▶ **WHAT TO PRODUCE**
Locate each line of the material below that contains the word "water" and copy those lines. Uppercase and lowercase letters count as different.

▶ **INFORMATION SUPPLIED**
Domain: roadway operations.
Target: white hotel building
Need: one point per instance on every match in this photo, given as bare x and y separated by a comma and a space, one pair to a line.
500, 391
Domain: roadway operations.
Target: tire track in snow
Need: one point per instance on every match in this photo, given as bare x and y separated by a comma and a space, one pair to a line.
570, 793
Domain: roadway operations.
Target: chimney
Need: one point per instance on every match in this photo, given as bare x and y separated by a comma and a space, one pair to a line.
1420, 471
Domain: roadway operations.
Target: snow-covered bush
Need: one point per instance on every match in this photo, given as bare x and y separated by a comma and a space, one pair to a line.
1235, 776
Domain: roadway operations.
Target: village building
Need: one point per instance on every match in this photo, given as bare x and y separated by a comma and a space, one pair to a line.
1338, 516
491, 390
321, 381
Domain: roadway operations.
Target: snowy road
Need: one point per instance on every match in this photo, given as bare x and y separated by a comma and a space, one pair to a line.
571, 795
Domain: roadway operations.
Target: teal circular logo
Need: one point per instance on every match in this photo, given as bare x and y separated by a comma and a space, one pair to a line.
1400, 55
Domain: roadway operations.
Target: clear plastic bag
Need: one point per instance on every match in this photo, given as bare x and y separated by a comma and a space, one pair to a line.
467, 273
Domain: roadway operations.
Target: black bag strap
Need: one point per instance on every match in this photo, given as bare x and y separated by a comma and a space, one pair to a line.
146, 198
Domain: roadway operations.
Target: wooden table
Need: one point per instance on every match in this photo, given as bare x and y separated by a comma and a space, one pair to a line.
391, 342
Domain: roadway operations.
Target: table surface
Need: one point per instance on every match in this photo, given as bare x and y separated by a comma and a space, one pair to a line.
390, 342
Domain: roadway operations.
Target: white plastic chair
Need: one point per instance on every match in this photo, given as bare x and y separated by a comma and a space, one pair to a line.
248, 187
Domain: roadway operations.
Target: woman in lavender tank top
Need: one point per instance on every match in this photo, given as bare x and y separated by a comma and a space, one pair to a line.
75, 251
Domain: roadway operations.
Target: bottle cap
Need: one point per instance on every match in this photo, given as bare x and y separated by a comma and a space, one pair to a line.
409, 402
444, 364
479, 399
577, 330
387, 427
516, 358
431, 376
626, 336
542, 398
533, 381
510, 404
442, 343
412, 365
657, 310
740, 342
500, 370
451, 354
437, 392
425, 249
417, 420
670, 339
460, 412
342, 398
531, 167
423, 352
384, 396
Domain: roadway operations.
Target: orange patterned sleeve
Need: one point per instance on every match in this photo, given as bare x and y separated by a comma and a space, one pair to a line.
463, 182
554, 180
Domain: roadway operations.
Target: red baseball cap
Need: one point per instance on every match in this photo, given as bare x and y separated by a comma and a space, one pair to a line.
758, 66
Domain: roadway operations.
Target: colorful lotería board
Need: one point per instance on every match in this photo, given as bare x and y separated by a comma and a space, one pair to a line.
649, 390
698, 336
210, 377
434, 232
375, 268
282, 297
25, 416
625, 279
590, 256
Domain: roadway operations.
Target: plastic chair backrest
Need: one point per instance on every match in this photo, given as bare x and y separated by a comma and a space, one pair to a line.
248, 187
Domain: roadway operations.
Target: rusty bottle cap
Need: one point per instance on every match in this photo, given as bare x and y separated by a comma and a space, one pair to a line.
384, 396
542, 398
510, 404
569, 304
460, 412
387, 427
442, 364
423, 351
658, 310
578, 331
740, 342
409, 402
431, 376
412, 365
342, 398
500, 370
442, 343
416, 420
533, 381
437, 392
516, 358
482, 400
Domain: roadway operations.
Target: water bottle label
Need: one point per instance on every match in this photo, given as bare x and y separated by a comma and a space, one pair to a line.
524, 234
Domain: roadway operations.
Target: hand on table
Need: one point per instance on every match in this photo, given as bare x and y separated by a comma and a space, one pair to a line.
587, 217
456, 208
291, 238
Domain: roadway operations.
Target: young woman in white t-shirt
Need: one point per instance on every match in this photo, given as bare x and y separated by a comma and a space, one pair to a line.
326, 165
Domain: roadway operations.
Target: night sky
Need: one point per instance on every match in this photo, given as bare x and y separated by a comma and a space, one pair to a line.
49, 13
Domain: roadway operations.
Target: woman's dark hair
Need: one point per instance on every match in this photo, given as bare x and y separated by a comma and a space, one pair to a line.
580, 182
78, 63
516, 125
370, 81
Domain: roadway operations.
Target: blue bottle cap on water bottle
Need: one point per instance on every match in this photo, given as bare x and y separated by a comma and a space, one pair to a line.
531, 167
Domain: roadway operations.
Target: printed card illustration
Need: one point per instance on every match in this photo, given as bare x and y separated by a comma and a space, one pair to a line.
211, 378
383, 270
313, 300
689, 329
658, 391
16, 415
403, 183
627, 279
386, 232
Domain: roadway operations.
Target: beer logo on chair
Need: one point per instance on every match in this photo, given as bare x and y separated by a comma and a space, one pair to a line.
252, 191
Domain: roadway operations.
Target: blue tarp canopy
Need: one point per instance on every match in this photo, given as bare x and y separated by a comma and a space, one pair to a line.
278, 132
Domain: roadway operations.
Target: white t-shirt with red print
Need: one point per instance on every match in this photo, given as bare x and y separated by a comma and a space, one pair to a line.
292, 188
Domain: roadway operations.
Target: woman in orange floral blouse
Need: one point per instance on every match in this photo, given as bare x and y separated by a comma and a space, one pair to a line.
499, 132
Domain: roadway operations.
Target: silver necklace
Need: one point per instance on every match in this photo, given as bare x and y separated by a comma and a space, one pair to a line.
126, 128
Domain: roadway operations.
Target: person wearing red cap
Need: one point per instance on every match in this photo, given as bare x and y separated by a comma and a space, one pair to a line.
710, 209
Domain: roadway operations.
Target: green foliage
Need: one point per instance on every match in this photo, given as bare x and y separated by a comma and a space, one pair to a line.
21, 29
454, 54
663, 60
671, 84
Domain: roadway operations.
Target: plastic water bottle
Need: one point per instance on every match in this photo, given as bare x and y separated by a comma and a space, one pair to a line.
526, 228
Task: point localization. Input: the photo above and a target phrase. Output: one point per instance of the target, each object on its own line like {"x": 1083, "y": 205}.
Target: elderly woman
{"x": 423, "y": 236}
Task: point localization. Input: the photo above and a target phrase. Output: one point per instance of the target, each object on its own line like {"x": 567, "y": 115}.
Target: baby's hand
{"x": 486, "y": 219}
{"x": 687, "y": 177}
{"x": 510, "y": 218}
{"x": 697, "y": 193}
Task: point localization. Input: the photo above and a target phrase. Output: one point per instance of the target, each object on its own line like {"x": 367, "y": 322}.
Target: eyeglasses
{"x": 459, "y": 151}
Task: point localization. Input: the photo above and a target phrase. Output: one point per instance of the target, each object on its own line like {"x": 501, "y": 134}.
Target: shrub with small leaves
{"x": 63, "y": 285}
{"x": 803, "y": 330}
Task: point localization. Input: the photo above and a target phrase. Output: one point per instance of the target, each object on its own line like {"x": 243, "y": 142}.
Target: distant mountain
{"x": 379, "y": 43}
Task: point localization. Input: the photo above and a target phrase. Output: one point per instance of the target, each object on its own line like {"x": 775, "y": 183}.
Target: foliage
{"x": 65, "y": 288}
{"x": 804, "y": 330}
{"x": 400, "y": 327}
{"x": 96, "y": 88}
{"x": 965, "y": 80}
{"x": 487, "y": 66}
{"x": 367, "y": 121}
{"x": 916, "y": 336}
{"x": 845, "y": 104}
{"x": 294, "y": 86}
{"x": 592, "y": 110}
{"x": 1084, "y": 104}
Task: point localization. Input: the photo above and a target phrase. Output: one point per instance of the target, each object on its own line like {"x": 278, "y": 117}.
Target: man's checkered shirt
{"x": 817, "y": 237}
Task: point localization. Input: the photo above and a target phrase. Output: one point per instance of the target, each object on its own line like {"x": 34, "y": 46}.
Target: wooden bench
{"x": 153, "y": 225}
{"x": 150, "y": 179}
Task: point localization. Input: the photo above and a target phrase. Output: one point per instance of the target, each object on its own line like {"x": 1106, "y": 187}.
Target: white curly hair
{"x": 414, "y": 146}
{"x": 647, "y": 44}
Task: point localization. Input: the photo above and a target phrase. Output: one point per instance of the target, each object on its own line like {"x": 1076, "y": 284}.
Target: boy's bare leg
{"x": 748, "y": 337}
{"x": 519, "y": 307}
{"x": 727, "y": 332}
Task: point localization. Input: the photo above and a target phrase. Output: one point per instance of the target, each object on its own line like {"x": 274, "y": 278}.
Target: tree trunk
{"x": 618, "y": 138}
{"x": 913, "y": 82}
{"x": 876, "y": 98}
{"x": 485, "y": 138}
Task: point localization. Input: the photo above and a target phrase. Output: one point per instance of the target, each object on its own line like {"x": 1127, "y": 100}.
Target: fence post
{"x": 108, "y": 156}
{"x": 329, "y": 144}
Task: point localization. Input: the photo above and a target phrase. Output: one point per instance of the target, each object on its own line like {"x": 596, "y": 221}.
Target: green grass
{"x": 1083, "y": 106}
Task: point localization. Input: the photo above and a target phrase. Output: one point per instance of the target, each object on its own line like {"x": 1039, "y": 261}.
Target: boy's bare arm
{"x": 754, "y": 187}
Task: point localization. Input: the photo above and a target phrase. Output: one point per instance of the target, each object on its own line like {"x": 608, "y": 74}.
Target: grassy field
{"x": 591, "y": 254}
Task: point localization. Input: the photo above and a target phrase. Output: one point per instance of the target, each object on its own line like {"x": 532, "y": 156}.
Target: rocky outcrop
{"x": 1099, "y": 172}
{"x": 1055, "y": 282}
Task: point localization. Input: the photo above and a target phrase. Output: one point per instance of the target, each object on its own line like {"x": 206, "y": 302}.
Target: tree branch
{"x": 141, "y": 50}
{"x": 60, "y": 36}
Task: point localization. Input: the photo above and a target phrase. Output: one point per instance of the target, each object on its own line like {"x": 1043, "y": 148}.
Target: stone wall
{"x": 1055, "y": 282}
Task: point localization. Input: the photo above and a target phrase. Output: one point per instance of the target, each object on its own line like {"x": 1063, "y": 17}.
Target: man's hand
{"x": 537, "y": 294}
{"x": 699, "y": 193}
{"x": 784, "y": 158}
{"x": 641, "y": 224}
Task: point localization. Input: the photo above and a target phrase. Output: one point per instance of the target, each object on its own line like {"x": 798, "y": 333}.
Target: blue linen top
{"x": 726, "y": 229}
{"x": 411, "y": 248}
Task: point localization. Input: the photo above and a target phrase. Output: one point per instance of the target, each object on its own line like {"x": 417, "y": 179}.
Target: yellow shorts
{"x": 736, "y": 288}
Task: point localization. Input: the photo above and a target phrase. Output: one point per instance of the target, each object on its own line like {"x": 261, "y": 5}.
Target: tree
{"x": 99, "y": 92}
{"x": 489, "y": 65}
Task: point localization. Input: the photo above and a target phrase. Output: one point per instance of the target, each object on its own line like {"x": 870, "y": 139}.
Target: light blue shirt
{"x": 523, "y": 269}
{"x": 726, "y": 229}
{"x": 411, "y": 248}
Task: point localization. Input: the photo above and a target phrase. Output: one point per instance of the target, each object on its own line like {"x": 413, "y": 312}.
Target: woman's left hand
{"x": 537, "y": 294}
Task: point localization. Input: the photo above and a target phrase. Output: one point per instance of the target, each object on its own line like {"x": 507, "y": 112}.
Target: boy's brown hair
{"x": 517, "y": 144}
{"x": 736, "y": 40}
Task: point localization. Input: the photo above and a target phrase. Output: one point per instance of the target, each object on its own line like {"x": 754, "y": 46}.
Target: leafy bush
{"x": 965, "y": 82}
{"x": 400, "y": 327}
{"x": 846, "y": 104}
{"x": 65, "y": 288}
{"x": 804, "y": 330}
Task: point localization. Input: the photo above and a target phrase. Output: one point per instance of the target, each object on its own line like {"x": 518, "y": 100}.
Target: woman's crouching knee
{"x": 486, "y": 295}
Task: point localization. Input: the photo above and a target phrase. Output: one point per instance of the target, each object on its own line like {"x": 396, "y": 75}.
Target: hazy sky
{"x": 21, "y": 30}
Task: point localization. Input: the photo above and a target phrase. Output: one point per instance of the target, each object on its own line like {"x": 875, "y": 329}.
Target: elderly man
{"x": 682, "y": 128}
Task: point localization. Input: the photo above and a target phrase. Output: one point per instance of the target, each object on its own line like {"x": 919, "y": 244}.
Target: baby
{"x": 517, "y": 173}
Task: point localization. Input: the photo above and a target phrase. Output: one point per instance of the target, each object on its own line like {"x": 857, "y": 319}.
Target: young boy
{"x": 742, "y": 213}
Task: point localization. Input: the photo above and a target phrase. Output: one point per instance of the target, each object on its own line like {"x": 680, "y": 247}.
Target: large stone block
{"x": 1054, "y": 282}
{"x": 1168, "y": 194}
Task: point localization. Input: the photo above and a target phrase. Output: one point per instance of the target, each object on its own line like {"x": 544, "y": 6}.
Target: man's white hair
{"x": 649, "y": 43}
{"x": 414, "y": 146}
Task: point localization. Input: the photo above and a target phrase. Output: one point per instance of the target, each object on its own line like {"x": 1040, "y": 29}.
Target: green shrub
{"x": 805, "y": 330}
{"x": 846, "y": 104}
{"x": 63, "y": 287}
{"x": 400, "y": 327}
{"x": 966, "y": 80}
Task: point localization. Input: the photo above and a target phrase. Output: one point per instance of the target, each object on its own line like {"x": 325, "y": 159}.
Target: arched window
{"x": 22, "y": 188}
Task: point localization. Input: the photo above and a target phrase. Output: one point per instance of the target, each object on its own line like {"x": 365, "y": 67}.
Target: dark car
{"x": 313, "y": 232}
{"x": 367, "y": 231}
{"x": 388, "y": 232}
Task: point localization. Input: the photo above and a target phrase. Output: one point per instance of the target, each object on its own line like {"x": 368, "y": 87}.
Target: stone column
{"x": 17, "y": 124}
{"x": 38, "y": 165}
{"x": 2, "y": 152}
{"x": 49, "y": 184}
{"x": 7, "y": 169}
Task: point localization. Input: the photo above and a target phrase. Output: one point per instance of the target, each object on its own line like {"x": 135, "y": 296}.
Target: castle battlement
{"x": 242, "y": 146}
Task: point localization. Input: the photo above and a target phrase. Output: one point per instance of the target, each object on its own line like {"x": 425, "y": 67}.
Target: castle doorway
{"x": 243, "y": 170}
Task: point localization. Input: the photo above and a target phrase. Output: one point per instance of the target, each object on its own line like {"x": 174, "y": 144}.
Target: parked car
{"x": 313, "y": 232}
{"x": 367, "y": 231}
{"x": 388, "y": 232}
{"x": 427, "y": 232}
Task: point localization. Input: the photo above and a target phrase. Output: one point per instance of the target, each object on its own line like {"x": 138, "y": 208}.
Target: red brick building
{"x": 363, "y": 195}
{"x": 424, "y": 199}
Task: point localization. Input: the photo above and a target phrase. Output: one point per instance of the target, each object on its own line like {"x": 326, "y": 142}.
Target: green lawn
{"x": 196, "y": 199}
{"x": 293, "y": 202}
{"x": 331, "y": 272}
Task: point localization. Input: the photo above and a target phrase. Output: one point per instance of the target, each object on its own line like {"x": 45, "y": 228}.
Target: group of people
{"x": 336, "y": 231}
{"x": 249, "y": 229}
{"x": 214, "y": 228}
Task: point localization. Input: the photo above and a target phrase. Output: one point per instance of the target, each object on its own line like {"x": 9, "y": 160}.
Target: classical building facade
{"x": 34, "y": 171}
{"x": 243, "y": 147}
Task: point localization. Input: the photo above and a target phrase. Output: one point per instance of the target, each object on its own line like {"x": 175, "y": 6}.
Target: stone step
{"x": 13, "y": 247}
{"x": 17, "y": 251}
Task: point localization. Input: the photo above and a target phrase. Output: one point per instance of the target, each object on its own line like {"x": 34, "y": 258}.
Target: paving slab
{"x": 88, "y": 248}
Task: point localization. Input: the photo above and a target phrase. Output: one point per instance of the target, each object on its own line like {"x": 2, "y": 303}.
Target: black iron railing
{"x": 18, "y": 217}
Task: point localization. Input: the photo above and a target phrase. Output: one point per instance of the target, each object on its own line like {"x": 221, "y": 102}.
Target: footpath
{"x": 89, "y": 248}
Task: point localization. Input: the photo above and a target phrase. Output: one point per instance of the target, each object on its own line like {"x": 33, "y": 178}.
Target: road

▶ **RESULT**
Target: water bottle label
Target: blue bottle cap on water bottle
Target: plastic water bottle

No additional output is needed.